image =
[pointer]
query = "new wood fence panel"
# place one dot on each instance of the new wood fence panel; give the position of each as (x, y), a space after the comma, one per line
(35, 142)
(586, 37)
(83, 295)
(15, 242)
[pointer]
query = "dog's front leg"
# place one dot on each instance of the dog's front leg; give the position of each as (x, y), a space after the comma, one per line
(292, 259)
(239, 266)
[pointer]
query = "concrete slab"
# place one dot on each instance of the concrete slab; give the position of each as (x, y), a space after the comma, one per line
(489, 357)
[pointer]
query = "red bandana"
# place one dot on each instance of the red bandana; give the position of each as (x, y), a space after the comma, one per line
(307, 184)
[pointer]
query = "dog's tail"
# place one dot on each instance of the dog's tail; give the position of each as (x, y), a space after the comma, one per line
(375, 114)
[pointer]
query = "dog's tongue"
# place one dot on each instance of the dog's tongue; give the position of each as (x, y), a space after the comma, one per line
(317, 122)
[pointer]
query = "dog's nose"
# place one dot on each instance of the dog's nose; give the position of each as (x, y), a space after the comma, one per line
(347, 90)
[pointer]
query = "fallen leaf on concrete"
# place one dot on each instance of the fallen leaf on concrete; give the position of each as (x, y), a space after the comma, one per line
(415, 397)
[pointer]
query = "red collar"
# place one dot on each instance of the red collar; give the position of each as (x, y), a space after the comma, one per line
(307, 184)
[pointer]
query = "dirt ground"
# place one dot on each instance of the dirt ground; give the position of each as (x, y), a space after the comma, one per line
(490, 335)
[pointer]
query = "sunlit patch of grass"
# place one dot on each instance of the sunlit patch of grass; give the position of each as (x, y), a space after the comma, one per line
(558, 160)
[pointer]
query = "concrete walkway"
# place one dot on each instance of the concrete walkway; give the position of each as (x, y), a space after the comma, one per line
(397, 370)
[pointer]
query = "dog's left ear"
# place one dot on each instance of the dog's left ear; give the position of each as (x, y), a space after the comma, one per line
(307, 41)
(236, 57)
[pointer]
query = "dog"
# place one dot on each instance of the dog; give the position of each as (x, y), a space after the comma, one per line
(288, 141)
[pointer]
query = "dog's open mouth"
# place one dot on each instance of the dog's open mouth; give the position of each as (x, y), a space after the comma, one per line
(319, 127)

◆ ◆ ◆

Write all the data out again, word for word.

image =
[pointer]
query = "new wood fence panel"
# place one dot on each instance of the new wood fence panel; give the position of each as (x, y), a space after the comma, one per line
(35, 142)
(586, 37)
(83, 295)
(15, 242)
[pointer]
query = "dog's front leg"
# place one dot on each instance of the dog's front leg; give the position of each as (x, y), a space after the comma, one per line
(292, 259)
(239, 266)
[pointer]
query = "concrete slab"
# place one dot on each instance of the concrete slab; give the position of each as (x, y), a space after the comma, one per line
(489, 357)
[pointer]
query = "red bandana"
# place one dot on each instance of the red bandana; give the position of each as (x, y), a space after the comma, one per line
(307, 184)
[pointer]
query = "dog's tail"
# place one dot on each instance of the dog's tail; give the position of each as (x, y), a space after the comma, one per line
(375, 114)
[pointer]
query = "dog's tongue"
# place one dot on each instance of the dog's tongue; give the position of each as (x, y), a space after the comma, one per line
(317, 122)
[pointer]
query = "dog's nose"
# place one dot on each instance of the dog's nose; give the position of each as (x, y), a space after the comma, one per line
(347, 90)
[pointer]
query = "fallen leaf on concrete"
# place one dot on each instance of the fallen leaf on concrete; give the position of each as (x, y), a space after the comma, one per line
(415, 397)
[pointer]
query = "red collar"
# place one dot on each instance of the red collar; give the position of each as (x, y), a space after the comma, one per line
(307, 184)
[pointer]
query = "dirt ground"
# place one dot on each instance of the dirt ground; give the position of each as (x, y), a space after the comma, one per line
(490, 335)
[pointer]
query = "sunlit patch of grass"
# place one dot on each instance of the sunlit patch of grass; give the position of each as (x, y), a space after the comma, one per line
(558, 160)
[pointer]
query = "concrete walkway"
# place one dot on each instance of the concrete walkway; give the position of each as (x, y), a space after the comma, one per line
(397, 370)
[pointer]
query = "dog's left ear"
# place one dot on each instance of the dog's left ear; give the position of each as (x, y), a space after the comma, one per line
(307, 41)
(236, 57)
[pointer]
query = "dog"
# place one dot on each instance of the dog; give the position of each as (x, y), a space after the comma, one per line
(288, 141)
[pointer]
query = "dog's open mouth"
# place one dot on each instance of the dog's open mouth; give the position of each as (x, y), a space after the comma, one per line
(319, 127)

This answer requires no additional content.